++++ GIVEN RECORDS

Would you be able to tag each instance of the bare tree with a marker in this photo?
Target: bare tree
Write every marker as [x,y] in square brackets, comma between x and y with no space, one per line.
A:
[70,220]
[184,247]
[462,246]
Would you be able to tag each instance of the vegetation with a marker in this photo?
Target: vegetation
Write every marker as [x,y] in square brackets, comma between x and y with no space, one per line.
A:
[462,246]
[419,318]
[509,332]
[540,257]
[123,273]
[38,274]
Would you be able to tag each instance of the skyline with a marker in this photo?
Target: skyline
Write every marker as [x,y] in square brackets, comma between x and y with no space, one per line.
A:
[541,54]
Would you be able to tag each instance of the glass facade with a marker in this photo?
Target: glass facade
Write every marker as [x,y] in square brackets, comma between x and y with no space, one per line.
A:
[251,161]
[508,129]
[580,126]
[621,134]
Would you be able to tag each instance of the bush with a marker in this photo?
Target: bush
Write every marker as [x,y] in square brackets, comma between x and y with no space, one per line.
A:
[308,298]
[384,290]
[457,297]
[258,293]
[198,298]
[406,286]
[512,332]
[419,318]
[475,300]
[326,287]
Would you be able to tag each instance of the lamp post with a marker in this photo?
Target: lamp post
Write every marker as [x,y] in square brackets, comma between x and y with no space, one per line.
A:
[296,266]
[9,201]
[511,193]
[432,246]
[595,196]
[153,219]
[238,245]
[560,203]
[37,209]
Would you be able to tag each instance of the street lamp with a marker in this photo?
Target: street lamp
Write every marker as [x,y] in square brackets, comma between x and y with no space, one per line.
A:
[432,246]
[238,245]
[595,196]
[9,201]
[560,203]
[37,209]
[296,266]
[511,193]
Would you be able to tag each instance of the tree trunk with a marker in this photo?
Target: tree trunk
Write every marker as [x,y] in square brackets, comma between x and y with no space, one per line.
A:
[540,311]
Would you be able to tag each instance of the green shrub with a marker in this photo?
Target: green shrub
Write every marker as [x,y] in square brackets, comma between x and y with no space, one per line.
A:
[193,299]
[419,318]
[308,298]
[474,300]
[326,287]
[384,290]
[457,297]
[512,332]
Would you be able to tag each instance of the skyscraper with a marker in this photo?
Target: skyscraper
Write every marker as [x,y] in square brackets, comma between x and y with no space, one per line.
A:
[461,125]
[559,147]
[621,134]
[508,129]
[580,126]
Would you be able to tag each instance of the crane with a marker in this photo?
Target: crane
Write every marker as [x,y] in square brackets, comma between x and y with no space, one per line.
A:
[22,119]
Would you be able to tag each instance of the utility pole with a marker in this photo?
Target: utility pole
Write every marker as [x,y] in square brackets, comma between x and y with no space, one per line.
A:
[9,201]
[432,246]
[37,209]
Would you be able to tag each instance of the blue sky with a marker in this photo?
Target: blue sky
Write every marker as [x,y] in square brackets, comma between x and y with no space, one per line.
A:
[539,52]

++++++++

Give back the complete data, each line unchanged.

▸ SOLUTION TO THIS PROBLEM:
Would you be able to tag each instance of the bare tree with a marker in this photo?
Target: bare tree
Write every marker as [x,y] in square brackets, comma between x and y with no space, one per line.
A:
[70,220]
[184,247]
[462,246]
Would you be able to tag each instance of the vegetation with a marker in this photo?
Target: vegetation
Write every marker as [x,y] in square brackets, comma between x and y with no space, one per line.
A:
[462,246]
[419,318]
[509,332]
[540,257]
[123,273]
[38,274]
Would you be able to tag each instance of the skyline with a marker in this photo?
Target: skyline
Write every marker as [x,y] in square brackets, comma between x and y with no space, one per line.
A:
[541,54]
Would you be able to tag each instance of the glass facade with a marker in this photo?
Target: glass facade
Write every marker as [x,y] in square brackets, comma between x and y with no space, one per line.
A:
[251,161]
[508,129]
[580,126]
[621,134]
Would you be able to tag each instance of the bush with a marker in this photo?
Target: bush
Write every marker as [x,y] in square brackets, comma between x and y with no space, one per line.
A:
[308,298]
[384,290]
[457,297]
[258,293]
[198,298]
[406,286]
[512,332]
[419,318]
[475,300]
[326,287]
Would you be able to tag each instance of the lamp post with a marker in this photo?
Target: lamp post
Write every marker as [x,y] in square brackets, comma between x and y with no space, one per line.
A:
[296,266]
[9,201]
[511,193]
[432,246]
[595,196]
[153,219]
[238,245]
[560,203]
[37,209]
Would you be able to tag each instance of the street lamp with a marker in this photo?
Target: street lamp
Write every marker as [x,y] in square brackets, comma between x and y with no space, one per line.
A:
[432,246]
[238,245]
[595,196]
[9,201]
[560,203]
[37,209]
[296,266]
[511,193]
Would you be able to tag each instance of the tree trunk with a marker in this photo?
Target: tree trunk
Write every marker as [x,y] in square brackets, comma between x and y with no space, one per line.
A:
[540,311]
Would you be able to tag each instance of the green shrub with a marker in this photo?
Target: green shrub
Write every marker as [x,y] in square brackets, comma between x and y with no space, one per line.
A:
[193,299]
[419,318]
[308,298]
[474,300]
[326,287]
[384,290]
[457,297]
[512,332]
Would you be able to tag each instance of the skyscraper with a marker in this photo?
Target: skyscraper
Write every marker as [x,y] in square brackets, comma between x and y with no space, one per line.
A:
[461,125]
[559,147]
[621,134]
[508,129]
[580,126]
Would you be able to tag each instance of the crane with a marker in this photo?
Target: crane
Write every marker as [x,y] in square brackets, comma between x and y with no space, one per line.
A:
[22,119]
Would you be able to tag each instance of the utility pole with a marker in this photo?
Target: utility pole
Write every marker as [x,y] in square brackets, comma between x and y with no space, one per line.
A:
[9,201]
[432,246]
[37,209]
Would you be able to tag each instance of the blue sky with a marker in this photo?
Target: blue sky
Write every marker as [x,y] in square brackets, comma between x and y with no space, one per line.
A:
[539,52]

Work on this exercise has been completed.